DOCUMENT TEXT
________________

College Admission Rejection Secrets of the Rich and Famous
Getting into elite colleges is an extremely difficult process.
In fact most ivy schools accept less then 10% of all applicants. Harvard accepts only a little more than 7% of the 29,000 undergraduate applications it receives each year, and Stanford’s acceptance rate is about the same. That means there will be tens of thousands of kids who don’t get accepted at colleges they apply to.
So, how will these kids deal with the dreaded rejection letters?
A recent Wall Street Journal recently interviewed several rich and famous professionals on how they dealt with college rejection.

________________

Stored data entries:
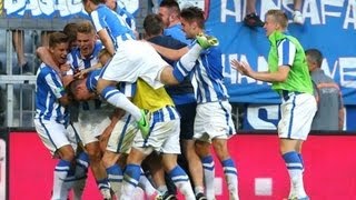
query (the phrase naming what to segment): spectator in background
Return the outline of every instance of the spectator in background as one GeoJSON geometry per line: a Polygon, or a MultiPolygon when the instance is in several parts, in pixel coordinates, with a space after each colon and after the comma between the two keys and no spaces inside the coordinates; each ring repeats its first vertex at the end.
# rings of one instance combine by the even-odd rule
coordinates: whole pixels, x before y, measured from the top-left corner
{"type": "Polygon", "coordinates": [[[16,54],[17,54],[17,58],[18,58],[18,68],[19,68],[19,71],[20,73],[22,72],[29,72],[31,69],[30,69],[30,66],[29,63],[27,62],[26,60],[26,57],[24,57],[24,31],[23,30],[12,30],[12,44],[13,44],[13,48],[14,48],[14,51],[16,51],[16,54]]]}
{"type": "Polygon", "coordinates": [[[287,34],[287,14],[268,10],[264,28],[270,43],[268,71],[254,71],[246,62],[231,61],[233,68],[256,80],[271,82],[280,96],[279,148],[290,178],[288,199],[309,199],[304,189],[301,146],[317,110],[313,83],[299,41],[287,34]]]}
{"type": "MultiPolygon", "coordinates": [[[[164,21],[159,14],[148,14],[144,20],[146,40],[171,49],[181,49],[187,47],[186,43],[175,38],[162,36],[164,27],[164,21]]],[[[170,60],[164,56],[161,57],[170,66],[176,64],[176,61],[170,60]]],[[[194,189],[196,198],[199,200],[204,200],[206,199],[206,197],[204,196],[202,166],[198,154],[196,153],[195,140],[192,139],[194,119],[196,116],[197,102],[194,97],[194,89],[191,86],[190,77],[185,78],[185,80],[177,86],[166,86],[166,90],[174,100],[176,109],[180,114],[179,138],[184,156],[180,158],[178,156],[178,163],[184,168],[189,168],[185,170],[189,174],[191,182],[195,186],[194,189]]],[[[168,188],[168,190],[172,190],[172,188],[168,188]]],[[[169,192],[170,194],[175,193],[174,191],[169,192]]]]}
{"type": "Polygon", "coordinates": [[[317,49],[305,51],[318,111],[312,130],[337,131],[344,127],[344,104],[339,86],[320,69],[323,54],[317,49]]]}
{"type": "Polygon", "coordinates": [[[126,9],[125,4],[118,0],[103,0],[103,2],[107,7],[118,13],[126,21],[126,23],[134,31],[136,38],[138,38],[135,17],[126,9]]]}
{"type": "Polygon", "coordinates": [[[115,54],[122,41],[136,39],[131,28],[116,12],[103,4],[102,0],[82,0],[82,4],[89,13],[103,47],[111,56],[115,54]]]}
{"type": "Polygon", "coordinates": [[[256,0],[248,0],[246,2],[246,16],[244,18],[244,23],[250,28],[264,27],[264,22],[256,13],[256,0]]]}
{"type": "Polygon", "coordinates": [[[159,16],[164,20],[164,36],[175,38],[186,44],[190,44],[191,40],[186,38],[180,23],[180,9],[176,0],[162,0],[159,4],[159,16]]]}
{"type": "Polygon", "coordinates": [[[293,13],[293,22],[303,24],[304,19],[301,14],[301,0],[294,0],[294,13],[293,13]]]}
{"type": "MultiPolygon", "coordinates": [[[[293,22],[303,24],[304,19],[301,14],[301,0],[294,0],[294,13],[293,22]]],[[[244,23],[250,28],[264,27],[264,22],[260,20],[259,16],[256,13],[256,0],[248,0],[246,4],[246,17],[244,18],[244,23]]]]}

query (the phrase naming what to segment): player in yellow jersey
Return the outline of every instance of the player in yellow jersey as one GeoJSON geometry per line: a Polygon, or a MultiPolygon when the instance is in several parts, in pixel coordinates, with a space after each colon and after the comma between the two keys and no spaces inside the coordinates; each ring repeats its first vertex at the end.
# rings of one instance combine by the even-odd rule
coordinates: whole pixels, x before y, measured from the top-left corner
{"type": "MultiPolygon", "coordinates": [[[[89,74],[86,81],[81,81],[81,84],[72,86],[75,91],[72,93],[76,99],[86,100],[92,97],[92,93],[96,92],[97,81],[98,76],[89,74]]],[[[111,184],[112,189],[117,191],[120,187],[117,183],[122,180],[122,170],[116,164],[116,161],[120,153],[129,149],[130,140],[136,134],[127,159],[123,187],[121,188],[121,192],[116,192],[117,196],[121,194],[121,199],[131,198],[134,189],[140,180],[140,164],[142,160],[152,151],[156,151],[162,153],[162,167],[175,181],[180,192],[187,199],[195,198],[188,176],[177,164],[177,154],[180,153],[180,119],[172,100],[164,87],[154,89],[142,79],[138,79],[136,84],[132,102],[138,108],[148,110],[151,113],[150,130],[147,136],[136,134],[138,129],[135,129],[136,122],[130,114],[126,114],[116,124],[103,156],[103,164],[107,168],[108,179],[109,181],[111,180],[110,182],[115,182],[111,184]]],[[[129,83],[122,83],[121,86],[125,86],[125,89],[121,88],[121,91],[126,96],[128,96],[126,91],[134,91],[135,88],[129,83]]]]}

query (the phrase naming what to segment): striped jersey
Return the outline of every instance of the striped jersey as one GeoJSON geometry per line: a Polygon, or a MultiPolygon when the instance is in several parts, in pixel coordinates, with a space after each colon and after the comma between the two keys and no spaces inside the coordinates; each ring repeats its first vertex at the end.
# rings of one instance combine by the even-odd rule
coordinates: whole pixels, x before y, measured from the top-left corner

________________

REQUIRED WORK
1 – Do these statements agree with the college rejection text? Answer yes or no for each, quoting the deciding words of the text.
(a) Harvard receives 29,000 undergraduate applications each year.
(b) Stanford's acceptance rate is far higher than Harvard's.
(c) The Wall Street Journal asked rich and famous professionals how they dealt with college rejection.
2 – Carry the college rejection text forward from its last sentence.

SET OF ANSWERS
1 –
(a) Yes: "Harvard accepts only a little more than 7% of the 29,000 undergraduate applications it receives each year"
(b) No: "Stanford’s acceptance rate is about the same"
(c) Yes: "interviewed several rich and famous professionals on how they dealt with college rejection"

2 –
“Both Warren Buffett and “Today” show host Meredith Vieira say that while being rejected by the school of their dreams was devastating, it launched them on a path to meeting life-changing mentors. Harold Varmus, winner of the Nobel Prize in medicine, says getting rejected twice by Harvard Medical School, where a dean advised him to enlist in the military, was soon forgotten as he plunged into his studies at Columbia University’s med school. For other college rejects, from Sun Microsystems co-founder Scott McNealy and entrepreneur Ted Turner to broadcast journalist Tom Brokaw, the turndowns were minor footnotes, just ones they still remember and will talk about.
“The truth is, everything that has happened in my life…that I thought was a crushing event at the time, has turned out for the better,” Mr. Buffett says. With the exception of health problems, he says, setbacks teach “lessons that carry you along. You learn that a temporary defeat is not a permanent one. In the end, it can be an opportunity.”
Mr. Buffett regards his rejection at age 19 by Harvard Business School as a pivotal episode in his life. Looking back, he says Harvard wouldn’t have been a good fit. But at the time, he “had this feeling of dread” after being rejected in an admissions interview in Chicago, and a fear of disappointing his father.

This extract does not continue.